THE PROBLEM: How many lines in the items below contain the word "window"? Reply with the count alone.

Detection annotation records:
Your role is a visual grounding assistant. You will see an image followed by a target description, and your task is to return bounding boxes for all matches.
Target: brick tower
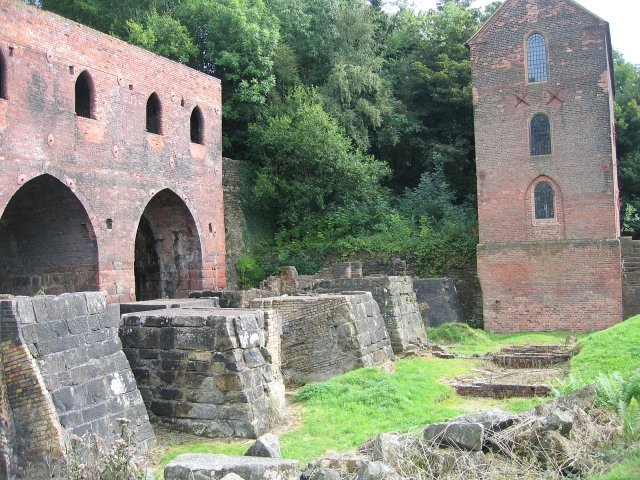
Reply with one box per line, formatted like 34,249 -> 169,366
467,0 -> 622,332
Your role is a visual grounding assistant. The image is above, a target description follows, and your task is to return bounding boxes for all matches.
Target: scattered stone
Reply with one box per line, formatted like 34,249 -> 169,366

...

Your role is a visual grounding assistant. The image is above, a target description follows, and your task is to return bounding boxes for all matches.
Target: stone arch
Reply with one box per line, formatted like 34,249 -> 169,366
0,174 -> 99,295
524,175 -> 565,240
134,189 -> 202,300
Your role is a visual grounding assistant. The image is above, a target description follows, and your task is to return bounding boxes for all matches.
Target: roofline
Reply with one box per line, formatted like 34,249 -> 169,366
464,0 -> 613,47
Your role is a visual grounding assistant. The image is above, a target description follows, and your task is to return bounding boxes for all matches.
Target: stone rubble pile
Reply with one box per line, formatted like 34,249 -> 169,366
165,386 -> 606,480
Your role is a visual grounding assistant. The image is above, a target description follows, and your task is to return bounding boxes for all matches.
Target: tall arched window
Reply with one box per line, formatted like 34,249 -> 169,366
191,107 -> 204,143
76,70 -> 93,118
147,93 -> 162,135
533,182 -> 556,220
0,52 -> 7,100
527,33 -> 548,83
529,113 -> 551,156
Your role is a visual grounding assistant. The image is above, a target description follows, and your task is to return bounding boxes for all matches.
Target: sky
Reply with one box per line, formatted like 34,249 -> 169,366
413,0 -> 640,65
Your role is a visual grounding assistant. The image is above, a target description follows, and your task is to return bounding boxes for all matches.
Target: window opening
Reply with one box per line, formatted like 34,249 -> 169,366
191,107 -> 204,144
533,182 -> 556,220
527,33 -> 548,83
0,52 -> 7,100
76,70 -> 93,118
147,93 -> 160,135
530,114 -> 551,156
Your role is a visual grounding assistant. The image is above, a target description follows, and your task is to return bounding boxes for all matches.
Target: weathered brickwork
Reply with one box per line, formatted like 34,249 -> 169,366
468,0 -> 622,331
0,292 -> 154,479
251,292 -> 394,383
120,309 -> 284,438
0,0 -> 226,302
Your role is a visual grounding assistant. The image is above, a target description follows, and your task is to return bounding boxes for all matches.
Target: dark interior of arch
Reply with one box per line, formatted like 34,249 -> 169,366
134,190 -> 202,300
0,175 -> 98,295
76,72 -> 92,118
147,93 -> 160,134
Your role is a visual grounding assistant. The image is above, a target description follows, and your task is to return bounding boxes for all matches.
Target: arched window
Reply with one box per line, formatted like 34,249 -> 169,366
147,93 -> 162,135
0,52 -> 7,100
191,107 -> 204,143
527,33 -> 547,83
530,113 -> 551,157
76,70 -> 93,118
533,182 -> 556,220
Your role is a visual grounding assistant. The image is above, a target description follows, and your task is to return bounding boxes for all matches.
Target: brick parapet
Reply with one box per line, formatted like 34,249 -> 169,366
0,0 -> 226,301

* * *

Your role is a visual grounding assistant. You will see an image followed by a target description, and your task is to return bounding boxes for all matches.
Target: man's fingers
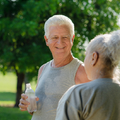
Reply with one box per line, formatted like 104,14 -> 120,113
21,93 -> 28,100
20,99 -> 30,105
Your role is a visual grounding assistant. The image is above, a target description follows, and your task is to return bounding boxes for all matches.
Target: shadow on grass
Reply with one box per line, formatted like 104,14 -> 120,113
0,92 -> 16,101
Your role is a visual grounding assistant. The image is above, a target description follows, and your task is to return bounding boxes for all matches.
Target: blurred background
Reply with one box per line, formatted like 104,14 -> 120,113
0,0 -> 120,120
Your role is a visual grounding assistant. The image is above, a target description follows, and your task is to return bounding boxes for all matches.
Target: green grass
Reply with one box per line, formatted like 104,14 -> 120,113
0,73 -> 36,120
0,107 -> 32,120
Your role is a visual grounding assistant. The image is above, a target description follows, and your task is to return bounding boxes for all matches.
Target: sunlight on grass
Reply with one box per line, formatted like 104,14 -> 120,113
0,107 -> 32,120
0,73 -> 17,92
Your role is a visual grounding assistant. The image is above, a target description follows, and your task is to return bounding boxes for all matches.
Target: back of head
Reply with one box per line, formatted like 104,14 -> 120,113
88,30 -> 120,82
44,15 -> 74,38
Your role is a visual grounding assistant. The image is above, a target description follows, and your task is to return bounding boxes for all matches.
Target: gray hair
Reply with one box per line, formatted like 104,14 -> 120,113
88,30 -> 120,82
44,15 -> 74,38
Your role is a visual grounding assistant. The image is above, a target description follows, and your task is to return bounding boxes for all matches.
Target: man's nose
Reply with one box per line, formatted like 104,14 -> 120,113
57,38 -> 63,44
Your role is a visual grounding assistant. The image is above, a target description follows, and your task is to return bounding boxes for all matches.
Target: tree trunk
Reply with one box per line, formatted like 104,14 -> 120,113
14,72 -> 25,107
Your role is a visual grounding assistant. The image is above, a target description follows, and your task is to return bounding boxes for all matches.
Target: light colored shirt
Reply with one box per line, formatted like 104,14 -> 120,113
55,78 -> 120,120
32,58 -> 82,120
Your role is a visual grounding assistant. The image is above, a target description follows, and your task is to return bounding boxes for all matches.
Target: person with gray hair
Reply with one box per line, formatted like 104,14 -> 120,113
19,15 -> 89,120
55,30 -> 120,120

TASK SOLUTION: 3